═══ Excerpt provided ═══

Who's Who in the Zoo is a 1942 Warner Bros. Looney Tunes cartoon directed by Norman McCabe. The short was released on February 14, 1942.

==Plot==
Who's Who in the Zoo is one of the cartoons that Warner would occasionally produce, particularly in the World War II era, that featured a series of loosely related gags, usually based on outrageous stereotypes and plays on words, as a narrator (in this case Robert C. Bruce) describes the action. The plot is substantially similar to that of 1939's A Day at the Zoo, except that Porky Pig (voiced by Mel Blanc as usual) appears as the zookeeper of the "Azusa Zoo", and that the now-discontinued Elmer Fudd is absent. Some excerpts:

- In a comic "triple", a timber wolf is shown, then a gray wolf, then a "Hollywood wolf" (a frequent reference in the 1940s WB cartoons).
- Other creatures include a "missing lynx", a "tortoise and the hair", "March hares" who march to a drumbeat, a down-on-his-luck "bum steer", an "Indian" elephant (an elephant attired as an American Indian), and a bald eagle wearing a toupee.
- There is also a running joke about a lion who is awaiting the arrival of the ice cream truck.
- An Alaskan Bear who's known for hugging its prey to death picks up and starts hugging a defenseless sheep. When the narrator begs the bear to stop hugging the sheep, the sheep responds, in a feminine voice sounding like Sterling Holloway: "Oh, for goodness' sake, mind your own business!"

═══

## To do
**A)** In the excerpt about Who's Who in the Zoo, who narrates the cartoon?
**B)** Pull out everything in the excerpt about Who's Who in the Zoo from "- In a comic" down to "ice cream truck.", word for word.
**C)** Carry the excerpt about Who's Who in the Zoo on past its last sentence.

═══ Recorded data ═══

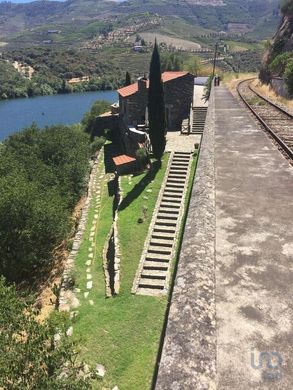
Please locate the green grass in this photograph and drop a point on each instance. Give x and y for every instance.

═══

## Answers to each task
**A)** Robert C. Bruce

**B)**
- In a comic "triple", a timber wolf is shown, then a gray wolf, then a "Hollywood wolf" (a frequent reference in the 1940s WB cartoons).
- Other creatures include a "missing lynx", a "tortoise and the hair", "March hares" who march to a drumbeat, a down-on-his-luck "bum steer", an "Indian" elephant (an elephant attired as an American Indian), and a bald eagle wearing a toupee.
- There is also a running joke about a lion who is awaiting the arrival of the ice cream truck.

**C)**
- A group of seals that the narrator says only eat fresh mountain trout. Porky attempts to feed them a mackerel instead, claiming it to be indistinguishable, but a seal plants a sign saying "No substitutes accepted".
- The famous Capistrano swallows are featured. The narrator asks them why they always go back to Capistrano, to which they, in unison, reply, "I dunno. I guess we're just in a rut."
- Some gags reference the then-ongoing World War II, including a black panther drinking cream from its dish, then noticing the dish is aluminum and throwing it into a scrap pile, a reference to the Salvage for Victory campaign; as well as a distressed rabbit father of dozens of babies given a note from the government to "increase your production 100%," as the song "What's The Matter with Father" plays in the background.

==Home media==
Who's Who in the Zoo is available on disc of the Porky Pig 101 DVD set.